But whatever the influence that prognosticators and precursors hold, they are not ultimately voting on the Oscars. And sometimes, the Oscars have only the Oscars to blame for their predominantly white slate.
3) Jennifer Lopez, for Hustlers
Right up until the morning of the Oscar nominations on January 13, prognosticators were expecting a Best Supporting Actress nomination for Jennifer Lopez, in recognition of her turn as a fiercely protective and maternal stripper in the box office hit Hustlers. She had received nominations from all of the major precursor awards, and her performance was exactly the type the Oscars love to reward: a big star in a showy role that is at once impeccably performed and a reminder of why she became such a big star in the first place.
And then the Oscars ignored her. Why?
“Hustlers did well at the box office and made over a hundred million dollars. Critics loved it. Fans loved it, but it’s just another movie that doesn’t fit in their typical vision of what an Oscar movie is, because it sees strippers fleecing men. And I feel like if it was a movie about male strippers fleecing men or even women, then it probably would have done better,” says GoldDerby’s Eng.
It’s impossible to say exactly why Lopez wasn’t nominated. For as much as writers like me like to talk about “the Academy,” it is, ultimately, just a body made up of individual voters who all have their own reasons for the choices they make. Ultimately, we can only guess; every new Oscar year is another data point that adds up to a fuller picture of what makes an “Oscar movie.”
And that picture changes from year to year. Vanity Fair’s Harris points out to me that 50 years ago, it was considered an Oscar cliché that women won for playing “bad girls” — a.k.a. sex workers — but in the 21st century, that’s no longer a real path to Oscar success. Similarly, the “it’s time” narrative, when an actor who’s never won before finally takes home the little gold man, is starting to lose its potency, as Glenn Close (who lost on her seventh attempt at a win in 2019) could tell you.

※ ※ ※

EXERCISE INSTRUCTIONS:
Copy the passage about the Oscars from "And then the" to "says GoldDerby’s Eng.", putting "dancers" in place of "strippers" each time it appears. The material that comes next was taken from a separate source.

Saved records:
※ ※ ※

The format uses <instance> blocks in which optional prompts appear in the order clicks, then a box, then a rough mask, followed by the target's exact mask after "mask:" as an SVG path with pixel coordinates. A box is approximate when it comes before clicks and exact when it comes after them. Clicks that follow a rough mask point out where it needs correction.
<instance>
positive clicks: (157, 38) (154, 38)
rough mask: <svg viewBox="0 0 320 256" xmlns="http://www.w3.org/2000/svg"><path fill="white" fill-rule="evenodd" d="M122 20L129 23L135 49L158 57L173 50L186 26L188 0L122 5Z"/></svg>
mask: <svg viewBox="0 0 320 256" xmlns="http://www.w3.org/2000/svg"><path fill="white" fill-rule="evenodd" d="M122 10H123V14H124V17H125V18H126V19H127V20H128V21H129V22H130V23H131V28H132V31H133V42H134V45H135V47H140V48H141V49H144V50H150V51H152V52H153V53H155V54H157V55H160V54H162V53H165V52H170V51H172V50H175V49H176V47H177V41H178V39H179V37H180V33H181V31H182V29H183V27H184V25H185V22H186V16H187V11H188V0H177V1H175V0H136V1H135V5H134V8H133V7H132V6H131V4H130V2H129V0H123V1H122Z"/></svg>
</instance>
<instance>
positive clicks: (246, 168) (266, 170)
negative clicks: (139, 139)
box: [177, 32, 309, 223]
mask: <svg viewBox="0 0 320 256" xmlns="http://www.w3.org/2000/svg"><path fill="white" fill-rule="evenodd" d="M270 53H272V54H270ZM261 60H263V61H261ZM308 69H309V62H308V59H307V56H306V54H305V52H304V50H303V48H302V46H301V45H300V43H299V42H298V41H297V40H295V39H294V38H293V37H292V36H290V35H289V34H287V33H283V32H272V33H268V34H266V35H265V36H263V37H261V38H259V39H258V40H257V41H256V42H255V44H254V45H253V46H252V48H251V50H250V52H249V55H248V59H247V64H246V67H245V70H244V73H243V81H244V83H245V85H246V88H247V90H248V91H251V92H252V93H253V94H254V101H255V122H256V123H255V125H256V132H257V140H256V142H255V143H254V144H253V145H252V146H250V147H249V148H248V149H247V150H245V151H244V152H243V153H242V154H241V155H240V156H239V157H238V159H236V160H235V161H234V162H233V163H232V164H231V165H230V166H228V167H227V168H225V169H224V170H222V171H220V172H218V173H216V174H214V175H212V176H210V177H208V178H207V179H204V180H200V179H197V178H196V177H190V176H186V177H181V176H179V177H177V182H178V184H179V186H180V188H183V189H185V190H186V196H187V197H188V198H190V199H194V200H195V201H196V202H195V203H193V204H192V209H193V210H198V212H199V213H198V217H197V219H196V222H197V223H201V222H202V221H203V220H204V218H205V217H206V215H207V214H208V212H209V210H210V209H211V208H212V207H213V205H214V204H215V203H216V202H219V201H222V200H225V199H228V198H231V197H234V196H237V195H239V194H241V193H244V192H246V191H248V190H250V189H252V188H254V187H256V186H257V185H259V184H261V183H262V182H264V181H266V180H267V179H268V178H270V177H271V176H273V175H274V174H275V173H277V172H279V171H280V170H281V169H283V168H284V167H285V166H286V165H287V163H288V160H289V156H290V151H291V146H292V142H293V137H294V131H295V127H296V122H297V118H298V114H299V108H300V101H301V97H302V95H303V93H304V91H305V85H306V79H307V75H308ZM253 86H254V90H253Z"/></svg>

※ ※ ※

ANSWER SECTION:
And then the Oscars ignored her. Why?
“Hustlers did well at the box office and made over a hundred million dollars. Critics loved it. Fans loved it, but it’s just another movie that doesn’t fit in their typical vision of what an Oscar movie is, because it sees dancers fleecing men. And I feel like if it was a movie about male dancers fleecing men or even women, then it probably would have done better,” says GoldDerby’s Eng.